> Source passage
- - - -

Therefore, if the term nagual, and many of its associates and derivatives, were at first borrowed from the Zapotec language, a necessary corrollary of this conclusion is, that along with these terms came most of the superstitions, rites and beliefs to which they allude; which thus became grafted on the general tendency to such superstitions existing everywhere and at all times in the human mind.
Along with the names of the days and the hieroglyphs which mark them, and the complicated arithmetical methods by means of which they were employed, were carried most of the doctrines of the Nagualists, and the name by which they in time became known from central Mexico quite to Nicaragua and beyond.
The mysterious words have now, indeed, lost much of their ancient significance. In a recent dictionary of the Spanish of Mexico nagual is defined as “a witch; a word used to frighten children and make them behave,”[58-‡] while in Nicaragua, where the former Nahuatl population has left so many traces of its presence in the language of to-day, the word nagual no longer means an actor in the black art, or a knowledge of it, but his or her armamentarium, or the box, jar or case in which are kept the professional apparatus, the talismans and charms, which constitute the stock in trade or outfit of the necromancer.[59-*]
Among the Lacandons, of Mayan stock, who inhabit the forests on the upper waters of the Usumacinta river, at the present day the term naguate or nagutlat is said to be applied to any one “who is entitled to respect and obedience by age and merit;”[59-†] but in all probability he is also believed to possess superior and occult knowledge.
39. All who have any acquaintance with the folk-lore of the world are aware that the notion of men and women having the power to change themselves into beasts is as wide as superstition itself and older than history. It is mentioned in the pages of Herodotus and in the myths of ancient Assyria. It is the property of African negroes, and the peasantry of Europe still hold to their faith in the reality of the were-wolf of Germany, the loup-garou of France and the lupo mannaro of Italy. Dr. Richard Andrée well says in his interesting study of the subject: “He who would explain the origin of this strange superstition must not approach it as a national or local manifestation, but as one universal in its nature; not as the property of one race or family, but of the species and its psychology at large.”[59-‡]
Even in such a detail as the direct connection of the name of the person with his power of change do we find extraordinary parallelisms between the superstition of the red man of America and the peasant of Germany. As in Mexico the nagual was assigned to the infant by a form of baptism, so in Europe the peasants of east Prussia hold that if the godparent at the time of naming and baptism thinks of a wolf, the infant will acquire the power of becoming one; and in Hesse to pronounce the name of the person in the presence of the animal into which he has been changed will restore him to human shape.[59-§]
40. I need not say that the doctrine of personal spirits is not especially Mexican, nor yet American; it belongs to man in general, and can be recognized in most religions and many philosophies. In ancient Greece both the Platonicians and later the Neo-Platonicians thought that each individual has a particular spirit, or daimōn, in whom is enshrined his or her moral personality. To this daimōn he should address his prayers, and should listen heedfully to those interior promptings which seem to arise in the mind from some unseen silent monitor.[60-*]
Many a member of the Church of Rome substitutes for the daimōn of the Platonists the patron saint after whom he is named, or whom he has chosen from the calendar, the hagiology, of his Church. This analogy did not fail to strike the early missionaries, and they saw in the Indian priest selecting the nagual of the child a hideous and diabolical caricature of the holy rites.

- - - -

> Excerpted data
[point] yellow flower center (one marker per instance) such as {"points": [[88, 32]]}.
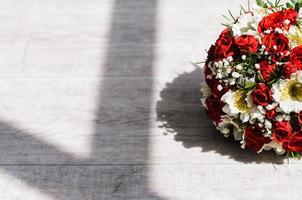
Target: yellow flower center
{"points": [[240, 102], [296, 91], [296, 38]]}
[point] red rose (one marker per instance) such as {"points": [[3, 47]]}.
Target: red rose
{"points": [[267, 70], [293, 143], [275, 43], [247, 43], [214, 108], [282, 130], [299, 118], [262, 95], [254, 138], [277, 19], [288, 69], [225, 45], [213, 84], [271, 114], [296, 57]]}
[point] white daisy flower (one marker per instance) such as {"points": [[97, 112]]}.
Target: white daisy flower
{"points": [[228, 126]]}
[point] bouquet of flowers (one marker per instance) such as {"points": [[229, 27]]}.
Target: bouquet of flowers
{"points": [[253, 78]]}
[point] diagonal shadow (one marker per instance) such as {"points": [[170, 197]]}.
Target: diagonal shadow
{"points": [[116, 169], [180, 112]]}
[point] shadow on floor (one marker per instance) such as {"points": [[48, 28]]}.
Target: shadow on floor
{"points": [[117, 167], [181, 114]]}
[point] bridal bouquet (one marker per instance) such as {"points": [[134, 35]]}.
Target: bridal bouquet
{"points": [[253, 78]]}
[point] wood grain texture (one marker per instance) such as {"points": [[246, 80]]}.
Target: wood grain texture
{"points": [[99, 101]]}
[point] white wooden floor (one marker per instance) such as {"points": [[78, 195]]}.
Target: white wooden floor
{"points": [[98, 100]]}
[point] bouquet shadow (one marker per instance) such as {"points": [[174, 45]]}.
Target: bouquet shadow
{"points": [[180, 113]]}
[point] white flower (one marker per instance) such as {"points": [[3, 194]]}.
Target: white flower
{"points": [[288, 94], [237, 104], [247, 24], [227, 124]]}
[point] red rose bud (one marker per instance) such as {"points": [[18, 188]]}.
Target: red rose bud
{"points": [[271, 114], [262, 95], [282, 131], [254, 138], [277, 20], [299, 118], [293, 143], [247, 43], [291, 15], [214, 108], [287, 70], [225, 45], [271, 21], [296, 57], [267, 70], [275, 43]]}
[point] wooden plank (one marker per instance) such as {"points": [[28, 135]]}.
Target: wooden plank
{"points": [[159, 182]]}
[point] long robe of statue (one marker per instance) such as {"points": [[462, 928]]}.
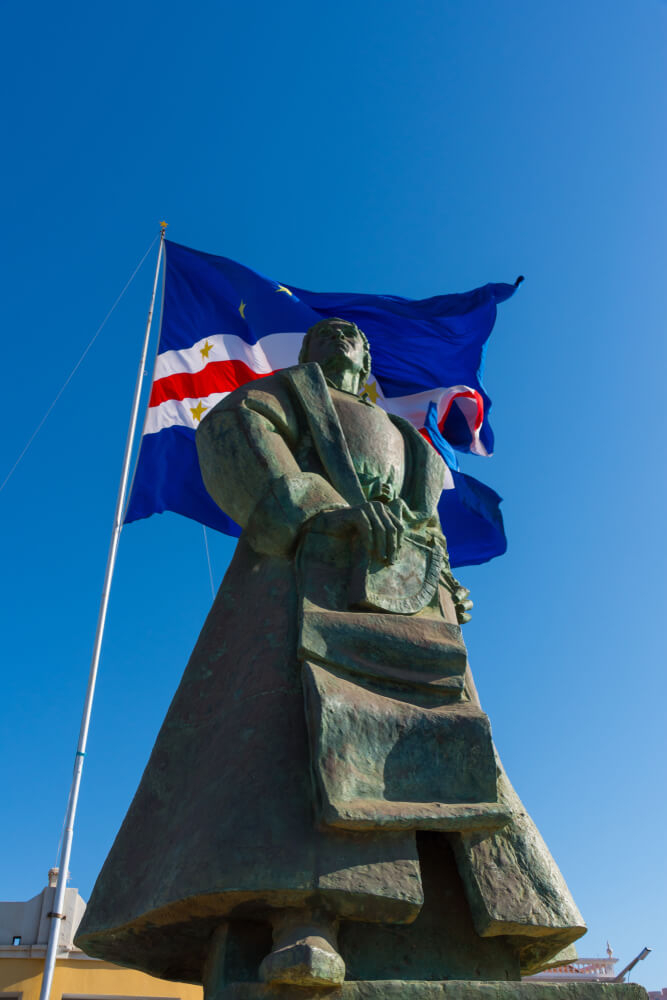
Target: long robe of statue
{"points": [[325, 777]]}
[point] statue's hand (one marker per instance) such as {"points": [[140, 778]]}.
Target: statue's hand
{"points": [[379, 530]]}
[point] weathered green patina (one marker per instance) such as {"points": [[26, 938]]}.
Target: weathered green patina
{"points": [[324, 799]]}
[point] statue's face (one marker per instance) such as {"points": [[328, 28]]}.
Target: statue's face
{"points": [[337, 345]]}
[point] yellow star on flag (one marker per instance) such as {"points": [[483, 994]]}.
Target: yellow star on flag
{"points": [[197, 411], [370, 390]]}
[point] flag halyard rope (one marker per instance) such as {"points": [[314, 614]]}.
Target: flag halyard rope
{"points": [[76, 366]]}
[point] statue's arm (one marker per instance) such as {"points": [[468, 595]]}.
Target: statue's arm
{"points": [[246, 453]]}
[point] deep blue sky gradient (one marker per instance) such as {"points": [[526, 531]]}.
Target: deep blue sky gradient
{"points": [[372, 146]]}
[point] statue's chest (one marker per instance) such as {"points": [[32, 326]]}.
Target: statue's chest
{"points": [[376, 445]]}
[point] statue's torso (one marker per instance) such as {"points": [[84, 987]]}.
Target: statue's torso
{"points": [[376, 446]]}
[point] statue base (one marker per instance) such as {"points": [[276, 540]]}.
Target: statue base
{"points": [[452, 989]]}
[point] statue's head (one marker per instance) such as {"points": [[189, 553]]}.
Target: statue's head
{"points": [[337, 344]]}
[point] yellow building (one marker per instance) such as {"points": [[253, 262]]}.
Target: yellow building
{"points": [[24, 929]]}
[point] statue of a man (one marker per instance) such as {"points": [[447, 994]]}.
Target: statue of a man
{"points": [[324, 799]]}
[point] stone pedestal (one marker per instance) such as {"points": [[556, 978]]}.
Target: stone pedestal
{"points": [[453, 989]]}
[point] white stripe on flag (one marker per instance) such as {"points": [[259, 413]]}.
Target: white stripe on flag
{"points": [[276, 350]]}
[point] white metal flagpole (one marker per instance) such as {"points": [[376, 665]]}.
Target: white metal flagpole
{"points": [[57, 914]]}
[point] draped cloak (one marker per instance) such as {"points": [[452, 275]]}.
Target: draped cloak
{"points": [[311, 737]]}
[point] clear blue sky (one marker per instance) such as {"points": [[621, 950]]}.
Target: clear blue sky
{"points": [[367, 145]]}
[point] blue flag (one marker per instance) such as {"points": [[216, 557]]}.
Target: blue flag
{"points": [[224, 325]]}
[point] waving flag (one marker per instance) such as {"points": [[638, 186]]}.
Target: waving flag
{"points": [[224, 325]]}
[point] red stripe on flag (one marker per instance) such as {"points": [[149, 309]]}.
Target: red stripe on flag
{"points": [[218, 376]]}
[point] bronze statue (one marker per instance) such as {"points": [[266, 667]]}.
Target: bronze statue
{"points": [[324, 800]]}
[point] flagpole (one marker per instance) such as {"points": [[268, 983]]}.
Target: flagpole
{"points": [[57, 914]]}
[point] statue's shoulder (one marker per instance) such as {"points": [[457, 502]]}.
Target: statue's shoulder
{"points": [[275, 397]]}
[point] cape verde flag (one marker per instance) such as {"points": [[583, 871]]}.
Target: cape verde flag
{"points": [[224, 325]]}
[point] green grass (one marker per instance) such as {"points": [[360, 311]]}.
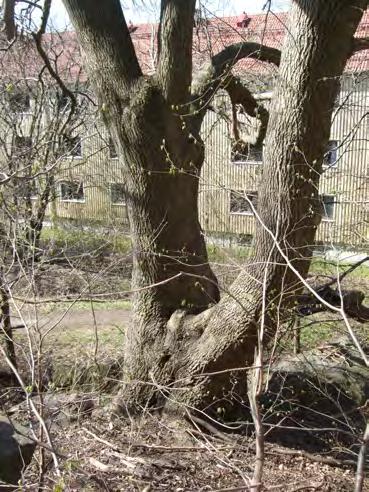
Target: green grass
{"points": [[221, 254], [86, 306], [84, 241]]}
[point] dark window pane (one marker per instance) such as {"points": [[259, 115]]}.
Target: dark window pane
{"points": [[240, 202], [330, 156], [247, 153], [117, 193]]}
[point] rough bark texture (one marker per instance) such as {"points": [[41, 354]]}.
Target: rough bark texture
{"points": [[161, 150]]}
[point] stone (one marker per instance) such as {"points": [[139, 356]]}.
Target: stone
{"points": [[16, 451]]}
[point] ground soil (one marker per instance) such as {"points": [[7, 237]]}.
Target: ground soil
{"points": [[159, 454], [150, 454]]}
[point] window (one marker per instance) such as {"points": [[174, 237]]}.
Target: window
{"points": [[246, 153], [112, 150], [117, 194], [330, 156], [22, 146], [240, 202], [71, 146], [328, 202], [19, 102], [72, 191]]}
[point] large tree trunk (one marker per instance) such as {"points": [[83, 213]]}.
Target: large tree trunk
{"points": [[162, 154], [317, 46]]}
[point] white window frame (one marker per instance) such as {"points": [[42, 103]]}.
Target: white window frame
{"points": [[72, 200], [116, 204], [334, 201]]}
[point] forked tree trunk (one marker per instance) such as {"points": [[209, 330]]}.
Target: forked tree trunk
{"points": [[162, 154]]}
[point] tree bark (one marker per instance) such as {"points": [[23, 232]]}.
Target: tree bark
{"points": [[162, 154], [317, 46]]}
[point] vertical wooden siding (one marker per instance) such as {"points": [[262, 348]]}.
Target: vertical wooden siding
{"points": [[348, 180]]}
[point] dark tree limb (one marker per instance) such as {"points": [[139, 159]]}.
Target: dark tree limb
{"points": [[217, 73], [175, 49], [233, 53], [240, 94], [360, 44]]}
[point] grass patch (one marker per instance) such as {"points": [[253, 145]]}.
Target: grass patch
{"points": [[125, 304], [76, 241]]}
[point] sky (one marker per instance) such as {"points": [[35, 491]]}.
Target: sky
{"points": [[59, 17]]}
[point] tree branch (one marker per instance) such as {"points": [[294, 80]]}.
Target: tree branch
{"points": [[106, 40], [360, 44], [175, 49], [215, 74], [240, 94]]}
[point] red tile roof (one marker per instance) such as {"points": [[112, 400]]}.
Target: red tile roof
{"points": [[268, 29]]}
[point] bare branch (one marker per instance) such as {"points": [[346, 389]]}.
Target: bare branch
{"points": [[230, 55], [215, 74], [240, 94]]}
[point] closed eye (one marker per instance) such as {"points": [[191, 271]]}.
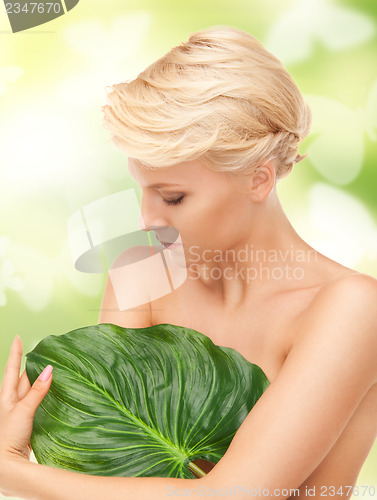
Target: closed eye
{"points": [[177, 201]]}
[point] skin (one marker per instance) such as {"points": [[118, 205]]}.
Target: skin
{"points": [[315, 338]]}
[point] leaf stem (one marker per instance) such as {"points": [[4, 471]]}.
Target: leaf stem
{"points": [[194, 468]]}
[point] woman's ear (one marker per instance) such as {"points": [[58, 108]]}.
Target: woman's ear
{"points": [[262, 180]]}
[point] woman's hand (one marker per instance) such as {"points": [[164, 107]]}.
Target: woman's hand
{"points": [[18, 403]]}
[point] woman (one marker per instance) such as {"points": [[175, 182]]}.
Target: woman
{"points": [[215, 123]]}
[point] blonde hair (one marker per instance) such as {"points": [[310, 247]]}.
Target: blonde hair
{"points": [[220, 97]]}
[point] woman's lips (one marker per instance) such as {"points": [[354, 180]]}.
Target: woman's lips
{"points": [[166, 244]]}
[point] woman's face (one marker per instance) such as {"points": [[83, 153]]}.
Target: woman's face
{"points": [[211, 210]]}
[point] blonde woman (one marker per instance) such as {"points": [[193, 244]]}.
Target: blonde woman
{"points": [[215, 123]]}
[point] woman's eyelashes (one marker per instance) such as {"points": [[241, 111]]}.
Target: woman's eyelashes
{"points": [[176, 201]]}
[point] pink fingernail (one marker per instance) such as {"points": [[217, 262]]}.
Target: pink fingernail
{"points": [[45, 375]]}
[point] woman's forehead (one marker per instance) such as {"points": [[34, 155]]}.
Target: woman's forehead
{"points": [[182, 173]]}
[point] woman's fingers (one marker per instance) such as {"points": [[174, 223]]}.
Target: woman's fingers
{"points": [[24, 385], [9, 385]]}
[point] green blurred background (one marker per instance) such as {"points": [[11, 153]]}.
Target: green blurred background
{"points": [[55, 157]]}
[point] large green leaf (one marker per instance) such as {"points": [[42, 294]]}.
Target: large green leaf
{"points": [[139, 402]]}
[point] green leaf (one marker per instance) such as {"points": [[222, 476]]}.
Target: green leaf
{"points": [[139, 402]]}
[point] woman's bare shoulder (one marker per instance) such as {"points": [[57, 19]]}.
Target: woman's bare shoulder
{"points": [[345, 308]]}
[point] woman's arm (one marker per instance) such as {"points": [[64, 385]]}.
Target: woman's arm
{"points": [[326, 375], [287, 434]]}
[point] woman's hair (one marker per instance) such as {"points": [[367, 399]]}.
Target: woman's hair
{"points": [[220, 97]]}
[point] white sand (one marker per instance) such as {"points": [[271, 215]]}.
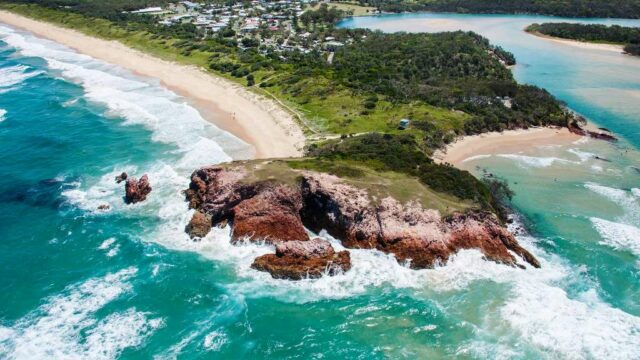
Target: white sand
{"points": [[503, 142], [251, 117]]}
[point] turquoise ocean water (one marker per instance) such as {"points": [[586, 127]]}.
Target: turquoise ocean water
{"points": [[81, 283]]}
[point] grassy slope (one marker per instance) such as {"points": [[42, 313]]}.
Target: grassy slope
{"points": [[378, 184], [339, 111]]}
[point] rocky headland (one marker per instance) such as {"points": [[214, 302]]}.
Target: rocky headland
{"points": [[279, 209]]}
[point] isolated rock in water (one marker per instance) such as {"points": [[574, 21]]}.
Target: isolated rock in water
{"points": [[273, 215], [122, 177], [296, 260], [136, 190], [199, 225], [261, 211]]}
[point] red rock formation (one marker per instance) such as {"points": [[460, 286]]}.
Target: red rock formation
{"points": [[122, 177], [137, 190], [273, 215], [279, 213], [575, 128], [410, 232], [297, 260], [199, 226]]}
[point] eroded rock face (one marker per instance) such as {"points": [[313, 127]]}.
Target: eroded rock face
{"points": [[278, 213], [273, 215], [199, 225], [296, 260], [136, 190]]}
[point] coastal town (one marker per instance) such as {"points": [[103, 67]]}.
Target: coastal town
{"points": [[280, 26]]}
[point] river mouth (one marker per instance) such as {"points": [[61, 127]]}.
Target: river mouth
{"points": [[127, 282]]}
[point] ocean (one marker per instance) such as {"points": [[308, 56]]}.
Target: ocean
{"points": [[126, 282]]}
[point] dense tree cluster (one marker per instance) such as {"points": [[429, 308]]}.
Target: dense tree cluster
{"points": [[323, 15], [567, 8], [628, 36]]}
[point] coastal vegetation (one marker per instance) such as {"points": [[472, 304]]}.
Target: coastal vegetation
{"points": [[615, 34], [446, 85], [567, 8]]}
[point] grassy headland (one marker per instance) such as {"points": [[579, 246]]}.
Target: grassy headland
{"points": [[629, 37]]}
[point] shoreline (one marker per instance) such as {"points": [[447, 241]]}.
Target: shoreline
{"points": [[581, 44], [258, 121], [507, 141]]}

- - - -

> Work instructions
**1)** According to the nagualism passage, which people apply the term naguate or nagutlat to anyone entitled to respect and obedience by age and merit?
**2)** Copy out the part of the nagualism passage that begins with the words containing "Therefore, if the" and ends with "the human mind.".
The rows have nothing to do with what you're asked here.

> Full answers
**1)** The Lacandons, a people of Mayan stock living in the forests on the upper waters of the Usumacinta river.

**2)**
Therefore, if the term nagual, and many of its associates and derivatives, were at first borrowed from the Zapotec language, a necessary corrollary of this conclusion is, that along with these terms came most of the superstitions, rites and beliefs to which they allude; which thus became grafted on the general tendency to such superstitions existing everywhere and at all times in the human mind.